* What is expected
From the line containing "the truck door?" through the end of the entries, please repeat every line exactly and nothing more; the pictures do not belong in the copy.

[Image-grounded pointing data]
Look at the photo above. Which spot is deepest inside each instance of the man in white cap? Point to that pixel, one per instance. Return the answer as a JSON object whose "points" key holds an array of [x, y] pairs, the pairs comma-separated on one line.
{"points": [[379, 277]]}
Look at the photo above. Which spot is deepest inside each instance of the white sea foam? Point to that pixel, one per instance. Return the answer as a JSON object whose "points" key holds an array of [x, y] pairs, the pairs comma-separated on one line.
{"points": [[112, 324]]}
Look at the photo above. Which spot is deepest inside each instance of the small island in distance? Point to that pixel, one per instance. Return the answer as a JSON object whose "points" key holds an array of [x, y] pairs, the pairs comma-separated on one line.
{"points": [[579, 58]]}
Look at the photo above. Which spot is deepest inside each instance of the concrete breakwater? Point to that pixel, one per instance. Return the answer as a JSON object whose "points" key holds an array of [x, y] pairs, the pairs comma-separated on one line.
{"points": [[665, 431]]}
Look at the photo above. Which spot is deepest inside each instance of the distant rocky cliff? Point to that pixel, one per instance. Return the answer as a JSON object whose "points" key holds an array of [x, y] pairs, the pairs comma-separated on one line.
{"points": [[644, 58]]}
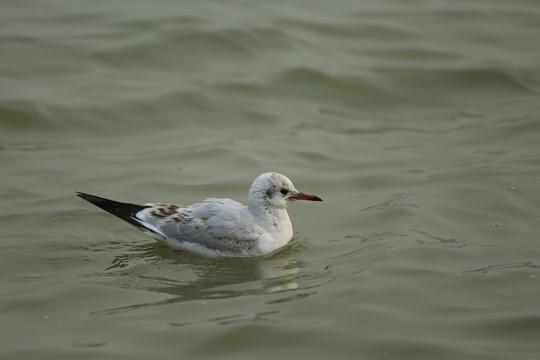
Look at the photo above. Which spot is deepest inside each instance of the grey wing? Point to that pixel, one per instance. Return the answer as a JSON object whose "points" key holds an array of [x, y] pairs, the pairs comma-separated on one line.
{"points": [[220, 226]]}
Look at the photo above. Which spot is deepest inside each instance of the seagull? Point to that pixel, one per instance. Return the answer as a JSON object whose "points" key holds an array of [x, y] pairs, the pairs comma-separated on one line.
{"points": [[218, 227]]}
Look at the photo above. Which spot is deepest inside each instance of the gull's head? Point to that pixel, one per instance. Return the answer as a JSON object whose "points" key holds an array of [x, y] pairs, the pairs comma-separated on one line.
{"points": [[275, 190]]}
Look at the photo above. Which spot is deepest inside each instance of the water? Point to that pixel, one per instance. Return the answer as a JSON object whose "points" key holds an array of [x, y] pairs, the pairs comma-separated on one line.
{"points": [[417, 123]]}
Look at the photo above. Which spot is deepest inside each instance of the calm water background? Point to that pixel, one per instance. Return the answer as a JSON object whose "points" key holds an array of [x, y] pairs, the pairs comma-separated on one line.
{"points": [[417, 122]]}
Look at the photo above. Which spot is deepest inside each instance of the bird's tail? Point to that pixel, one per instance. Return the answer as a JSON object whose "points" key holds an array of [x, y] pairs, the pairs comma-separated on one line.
{"points": [[124, 211]]}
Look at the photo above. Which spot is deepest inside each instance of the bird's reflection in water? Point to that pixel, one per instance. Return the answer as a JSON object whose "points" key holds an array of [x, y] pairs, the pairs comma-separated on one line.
{"points": [[189, 277]]}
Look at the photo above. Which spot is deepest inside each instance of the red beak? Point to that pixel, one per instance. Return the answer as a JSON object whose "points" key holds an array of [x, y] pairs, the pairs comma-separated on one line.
{"points": [[302, 196]]}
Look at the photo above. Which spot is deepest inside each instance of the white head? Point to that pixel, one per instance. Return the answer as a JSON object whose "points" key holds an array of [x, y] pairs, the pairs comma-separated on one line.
{"points": [[273, 190]]}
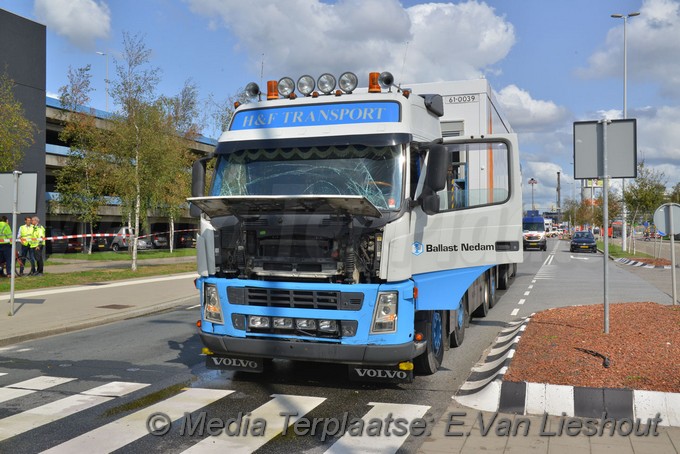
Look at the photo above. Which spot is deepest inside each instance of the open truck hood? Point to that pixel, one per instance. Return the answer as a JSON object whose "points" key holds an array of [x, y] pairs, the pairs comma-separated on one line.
{"points": [[356, 205]]}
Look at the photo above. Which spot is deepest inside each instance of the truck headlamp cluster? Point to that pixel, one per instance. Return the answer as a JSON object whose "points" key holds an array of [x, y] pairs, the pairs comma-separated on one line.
{"points": [[324, 328], [385, 314], [286, 86], [212, 308], [326, 83]]}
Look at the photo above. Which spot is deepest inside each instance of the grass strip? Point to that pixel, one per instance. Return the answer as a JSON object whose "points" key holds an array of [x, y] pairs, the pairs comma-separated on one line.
{"points": [[94, 276]]}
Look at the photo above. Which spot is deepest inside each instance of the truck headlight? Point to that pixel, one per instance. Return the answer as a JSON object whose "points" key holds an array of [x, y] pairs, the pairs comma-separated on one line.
{"points": [[385, 314], [212, 308]]}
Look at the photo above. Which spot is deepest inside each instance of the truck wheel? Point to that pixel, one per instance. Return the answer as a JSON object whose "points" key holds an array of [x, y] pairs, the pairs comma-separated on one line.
{"points": [[428, 363], [504, 277], [460, 317], [483, 308]]}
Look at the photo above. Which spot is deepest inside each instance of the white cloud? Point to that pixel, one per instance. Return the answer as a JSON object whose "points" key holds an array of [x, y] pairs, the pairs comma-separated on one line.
{"points": [[653, 48], [431, 42], [80, 21], [530, 115]]}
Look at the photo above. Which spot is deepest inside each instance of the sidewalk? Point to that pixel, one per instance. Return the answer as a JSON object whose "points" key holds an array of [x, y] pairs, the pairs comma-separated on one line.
{"points": [[48, 311]]}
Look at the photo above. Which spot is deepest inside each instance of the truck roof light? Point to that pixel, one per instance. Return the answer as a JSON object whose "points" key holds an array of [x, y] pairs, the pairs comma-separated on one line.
{"points": [[286, 86], [272, 90], [348, 82], [306, 85], [373, 84], [252, 90], [326, 83], [386, 79]]}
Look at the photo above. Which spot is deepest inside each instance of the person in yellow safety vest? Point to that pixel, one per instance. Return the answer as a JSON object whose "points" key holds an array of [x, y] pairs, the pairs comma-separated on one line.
{"points": [[26, 252], [5, 247], [37, 241]]}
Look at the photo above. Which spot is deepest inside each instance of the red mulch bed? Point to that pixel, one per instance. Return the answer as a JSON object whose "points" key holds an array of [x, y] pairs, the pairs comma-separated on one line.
{"points": [[643, 347]]}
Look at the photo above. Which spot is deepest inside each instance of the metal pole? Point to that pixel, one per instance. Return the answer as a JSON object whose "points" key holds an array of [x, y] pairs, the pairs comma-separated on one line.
{"points": [[12, 270], [624, 234], [605, 214], [671, 230]]}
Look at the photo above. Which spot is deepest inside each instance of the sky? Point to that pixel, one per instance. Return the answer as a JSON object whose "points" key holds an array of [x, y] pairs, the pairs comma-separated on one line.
{"points": [[550, 62]]}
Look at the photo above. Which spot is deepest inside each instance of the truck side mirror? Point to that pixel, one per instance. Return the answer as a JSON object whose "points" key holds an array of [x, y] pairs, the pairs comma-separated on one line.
{"points": [[435, 178], [198, 170]]}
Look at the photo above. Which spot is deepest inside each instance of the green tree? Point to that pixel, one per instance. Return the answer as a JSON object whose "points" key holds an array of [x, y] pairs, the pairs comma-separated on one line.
{"points": [[81, 183], [133, 143], [16, 131], [645, 193], [675, 194], [174, 180]]}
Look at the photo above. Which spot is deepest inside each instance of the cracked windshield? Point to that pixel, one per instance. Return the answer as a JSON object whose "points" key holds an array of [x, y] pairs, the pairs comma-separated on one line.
{"points": [[372, 172]]}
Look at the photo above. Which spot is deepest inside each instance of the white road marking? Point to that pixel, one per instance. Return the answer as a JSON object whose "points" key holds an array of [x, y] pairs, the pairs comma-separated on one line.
{"points": [[41, 383], [31, 386], [83, 288], [269, 412], [365, 443], [54, 411], [123, 431]]}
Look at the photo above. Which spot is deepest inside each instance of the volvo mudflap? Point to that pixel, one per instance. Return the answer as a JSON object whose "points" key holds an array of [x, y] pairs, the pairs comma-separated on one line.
{"points": [[400, 373], [234, 363]]}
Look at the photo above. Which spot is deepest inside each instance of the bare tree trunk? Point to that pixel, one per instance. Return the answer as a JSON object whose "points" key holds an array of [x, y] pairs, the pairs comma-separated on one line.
{"points": [[171, 239], [138, 203]]}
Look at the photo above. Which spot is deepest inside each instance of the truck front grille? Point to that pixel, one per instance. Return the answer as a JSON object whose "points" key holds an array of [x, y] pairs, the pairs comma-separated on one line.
{"points": [[299, 299]]}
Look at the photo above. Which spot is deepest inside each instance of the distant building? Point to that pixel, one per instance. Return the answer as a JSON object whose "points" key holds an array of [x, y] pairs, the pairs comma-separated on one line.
{"points": [[23, 54]]}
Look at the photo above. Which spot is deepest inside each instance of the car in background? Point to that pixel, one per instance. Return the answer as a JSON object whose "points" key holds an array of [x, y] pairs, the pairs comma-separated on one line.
{"points": [[583, 241], [186, 239], [63, 245], [122, 240], [158, 241]]}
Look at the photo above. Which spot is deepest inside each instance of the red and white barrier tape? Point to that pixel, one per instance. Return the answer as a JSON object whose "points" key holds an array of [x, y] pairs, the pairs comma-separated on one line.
{"points": [[97, 235]]}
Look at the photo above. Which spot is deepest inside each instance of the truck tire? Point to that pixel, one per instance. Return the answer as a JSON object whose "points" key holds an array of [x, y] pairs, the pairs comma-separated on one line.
{"points": [[483, 308], [504, 277], [460, 318], [428, 363]]}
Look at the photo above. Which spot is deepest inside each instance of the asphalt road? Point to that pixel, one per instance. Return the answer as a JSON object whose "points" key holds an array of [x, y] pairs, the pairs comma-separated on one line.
{"points": [[156, 366]]}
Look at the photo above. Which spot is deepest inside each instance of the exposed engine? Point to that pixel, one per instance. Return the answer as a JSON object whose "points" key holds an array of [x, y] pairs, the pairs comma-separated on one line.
{"points": [[313, 248]]}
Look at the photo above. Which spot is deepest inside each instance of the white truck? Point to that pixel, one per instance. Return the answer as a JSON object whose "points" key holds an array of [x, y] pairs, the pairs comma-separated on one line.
{"points": [[355, 226]]}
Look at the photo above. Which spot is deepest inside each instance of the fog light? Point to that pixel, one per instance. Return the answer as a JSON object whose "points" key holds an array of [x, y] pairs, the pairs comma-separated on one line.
{"points": [[256, 321], [348, 328], [282, 323], [306, 324], [328, 326], [239, 321]]}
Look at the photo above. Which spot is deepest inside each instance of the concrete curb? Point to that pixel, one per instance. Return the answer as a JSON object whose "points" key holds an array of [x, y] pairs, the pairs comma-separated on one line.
{"points": [[98, 321], [630, 262], [486, 390]]}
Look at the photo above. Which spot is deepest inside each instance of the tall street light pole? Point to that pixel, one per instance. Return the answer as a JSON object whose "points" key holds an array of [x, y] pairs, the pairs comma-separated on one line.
{"points": [[106, 81], [625, 115], [532, 182]]}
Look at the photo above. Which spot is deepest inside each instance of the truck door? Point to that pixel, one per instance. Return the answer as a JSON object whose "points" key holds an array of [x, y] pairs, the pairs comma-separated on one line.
{"points": [[479, 221]]}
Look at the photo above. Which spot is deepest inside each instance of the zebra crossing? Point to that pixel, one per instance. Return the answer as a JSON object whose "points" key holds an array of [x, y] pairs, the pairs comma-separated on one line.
{"points": [[187, 413]]}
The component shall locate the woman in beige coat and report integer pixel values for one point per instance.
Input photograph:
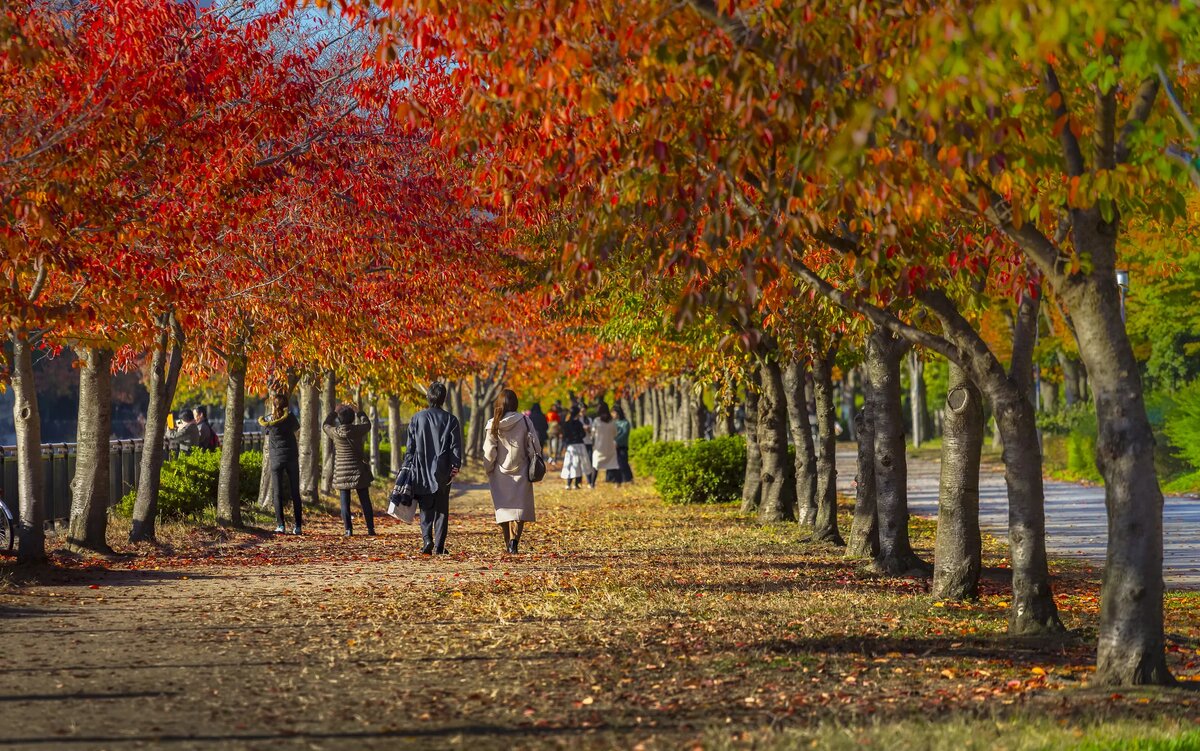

* Exercise answer
Look at the photo above. Which spot is deepest inside each instance of the truck door? Point to that pixel, one per instance. Return the answer as a JSON object whose "points" key holds an array of [x, y] pairs, the pairs comma-separated on one line.
{"points": [[479, 221]]}
Look at the photo above. Which spot is deepest inside each instance of the zebra crossing? Point to that pixel, one per instance. Return the answer as a JSON object whose "points" key holds an array of [x, y] pairs, the pairs comma-separated on one line.
{"points": [[187, 413]]}
The component shall locate the woman in beige coat and report integer pixel values for one point per instance.
Input photograph:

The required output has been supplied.